§ TEXT EXTRACT:
┌──

In college we are severly repremended/ thrown out of school for cut and paste. How is it that Horowitz can write about someone whom he has never met nor every attended a class. Just boggles my mind; he needs to get the facts strait before he just cuts and pastes things to dishonor great instructors. And horowitz knows what i’m talking about.

Tom Cooper, Ohio State University at Marion, at 9:11 pm EDT on May 12, 2005

Why should David Horowitz verify a claim before he begins using it to sabotage institutions? In fact, he should just throw a professor in the river, and if she floats, well, then, she must be a witch.

Rick Perlstein, at 8:12 am EST on March 15, 2005

OK, so it’s a ‘he-said-she-said’ situation. This is resolvable.

PersonFromPorlock, at 8:47 am EST on March 15, 2005

Okay. So he is wrong this time.

Horowitz gets 49 incidents right and one wrong. On the 49, silence or denial. On the one, great hurrah. His best move, apologize and move on with the other 49. Like Dan Rather should have done but did not do.

The exception seems to prove the rule.

└──

§ TASK SET:
a – Count how many lines of the rows contain the string "plaid". Case counts; give only the number.
b – Extend the comment thread on David Horowitz past its final sentence.
The comment thread on David Horowitz and the rows that follow it are unrelated material.

§ THE DATA:
┌──

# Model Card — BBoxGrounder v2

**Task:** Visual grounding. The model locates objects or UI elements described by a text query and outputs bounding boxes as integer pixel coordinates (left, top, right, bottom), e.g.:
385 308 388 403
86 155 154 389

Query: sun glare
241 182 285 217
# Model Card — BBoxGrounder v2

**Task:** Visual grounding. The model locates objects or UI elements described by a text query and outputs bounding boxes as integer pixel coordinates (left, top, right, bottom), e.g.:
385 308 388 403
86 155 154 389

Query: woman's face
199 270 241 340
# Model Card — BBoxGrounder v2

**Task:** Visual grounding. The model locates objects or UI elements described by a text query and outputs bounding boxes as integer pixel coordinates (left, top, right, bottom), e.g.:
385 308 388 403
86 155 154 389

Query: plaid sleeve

└──
┌──

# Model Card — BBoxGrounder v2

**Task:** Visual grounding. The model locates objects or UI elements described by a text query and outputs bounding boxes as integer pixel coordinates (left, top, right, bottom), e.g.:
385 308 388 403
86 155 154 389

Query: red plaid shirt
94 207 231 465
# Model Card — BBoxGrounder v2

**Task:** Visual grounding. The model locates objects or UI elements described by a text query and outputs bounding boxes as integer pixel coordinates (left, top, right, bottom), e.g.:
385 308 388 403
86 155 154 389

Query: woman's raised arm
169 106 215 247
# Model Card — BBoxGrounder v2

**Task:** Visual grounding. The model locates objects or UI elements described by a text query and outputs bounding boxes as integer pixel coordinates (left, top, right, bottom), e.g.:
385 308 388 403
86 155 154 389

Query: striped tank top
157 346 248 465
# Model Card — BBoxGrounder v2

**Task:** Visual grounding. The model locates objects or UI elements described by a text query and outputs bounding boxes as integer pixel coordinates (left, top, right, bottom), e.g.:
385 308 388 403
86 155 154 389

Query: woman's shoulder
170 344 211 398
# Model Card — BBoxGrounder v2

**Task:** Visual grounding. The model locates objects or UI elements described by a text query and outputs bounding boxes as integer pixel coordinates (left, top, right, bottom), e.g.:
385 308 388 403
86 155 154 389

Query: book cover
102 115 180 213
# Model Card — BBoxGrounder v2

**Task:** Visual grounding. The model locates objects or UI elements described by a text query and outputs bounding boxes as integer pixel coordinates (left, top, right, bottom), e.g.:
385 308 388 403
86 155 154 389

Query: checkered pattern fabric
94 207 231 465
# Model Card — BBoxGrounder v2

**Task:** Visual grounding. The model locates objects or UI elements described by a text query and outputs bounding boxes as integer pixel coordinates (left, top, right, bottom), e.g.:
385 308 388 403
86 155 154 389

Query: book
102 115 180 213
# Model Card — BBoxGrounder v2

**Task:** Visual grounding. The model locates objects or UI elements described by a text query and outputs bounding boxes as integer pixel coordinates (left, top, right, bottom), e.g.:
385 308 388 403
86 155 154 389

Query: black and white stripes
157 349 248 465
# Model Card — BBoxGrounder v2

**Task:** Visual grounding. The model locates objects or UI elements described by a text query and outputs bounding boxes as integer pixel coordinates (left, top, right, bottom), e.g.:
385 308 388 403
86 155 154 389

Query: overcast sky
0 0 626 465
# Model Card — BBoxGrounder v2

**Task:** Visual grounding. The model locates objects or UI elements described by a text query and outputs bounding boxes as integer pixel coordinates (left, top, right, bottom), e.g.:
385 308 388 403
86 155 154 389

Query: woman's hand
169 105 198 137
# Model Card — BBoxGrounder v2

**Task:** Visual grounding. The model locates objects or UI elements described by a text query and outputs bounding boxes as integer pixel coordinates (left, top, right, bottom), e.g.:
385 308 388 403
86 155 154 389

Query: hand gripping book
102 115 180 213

└──
┌──

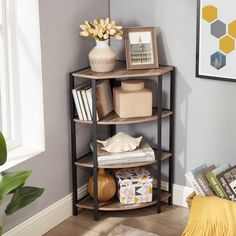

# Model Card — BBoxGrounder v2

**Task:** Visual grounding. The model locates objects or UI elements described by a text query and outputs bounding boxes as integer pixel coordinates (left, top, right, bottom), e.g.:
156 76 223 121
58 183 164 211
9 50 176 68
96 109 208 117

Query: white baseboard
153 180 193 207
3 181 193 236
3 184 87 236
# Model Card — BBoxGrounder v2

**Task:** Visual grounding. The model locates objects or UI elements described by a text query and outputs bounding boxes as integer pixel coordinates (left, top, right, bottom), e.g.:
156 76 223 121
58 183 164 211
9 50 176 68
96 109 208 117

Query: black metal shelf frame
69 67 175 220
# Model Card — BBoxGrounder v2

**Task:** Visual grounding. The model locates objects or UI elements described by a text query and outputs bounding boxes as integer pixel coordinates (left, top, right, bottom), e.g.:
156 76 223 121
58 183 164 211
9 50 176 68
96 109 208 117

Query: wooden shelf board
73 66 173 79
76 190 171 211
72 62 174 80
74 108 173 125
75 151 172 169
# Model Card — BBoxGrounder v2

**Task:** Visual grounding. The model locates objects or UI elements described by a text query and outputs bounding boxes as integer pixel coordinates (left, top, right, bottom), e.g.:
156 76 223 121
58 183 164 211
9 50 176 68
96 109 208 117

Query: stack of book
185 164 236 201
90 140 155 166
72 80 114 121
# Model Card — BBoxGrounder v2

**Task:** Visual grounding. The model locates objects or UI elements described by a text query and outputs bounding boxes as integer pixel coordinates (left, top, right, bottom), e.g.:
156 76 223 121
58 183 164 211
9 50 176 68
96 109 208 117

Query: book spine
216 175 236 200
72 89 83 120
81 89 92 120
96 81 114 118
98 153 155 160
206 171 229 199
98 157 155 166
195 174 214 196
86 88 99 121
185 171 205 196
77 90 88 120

└──

§ EXPECTED RESPONSES:
a – 2

b –
Chris Williams, at 9:17 am EST on March 15, 2005

Horowitz

I am an admirer of David Horowitz. This looks bad only if Horowitz doesn’t clear thiings up and admit he’s wrong. Or he could effectively rebut this report. Either way, how he responds will be evidence of the measure of his intellectual honesty.

Horowitz fans should be cautious of this man if he does not clear things up. As a previous commenter noted, if he’s wrong 1 out of 50 times, his over-all case doesn’t fall apart; but if he’s wrong and won’t come clean when called on it, then he’s fundamentally dishonest and he puts his mission ahead of the truth.

We shall see.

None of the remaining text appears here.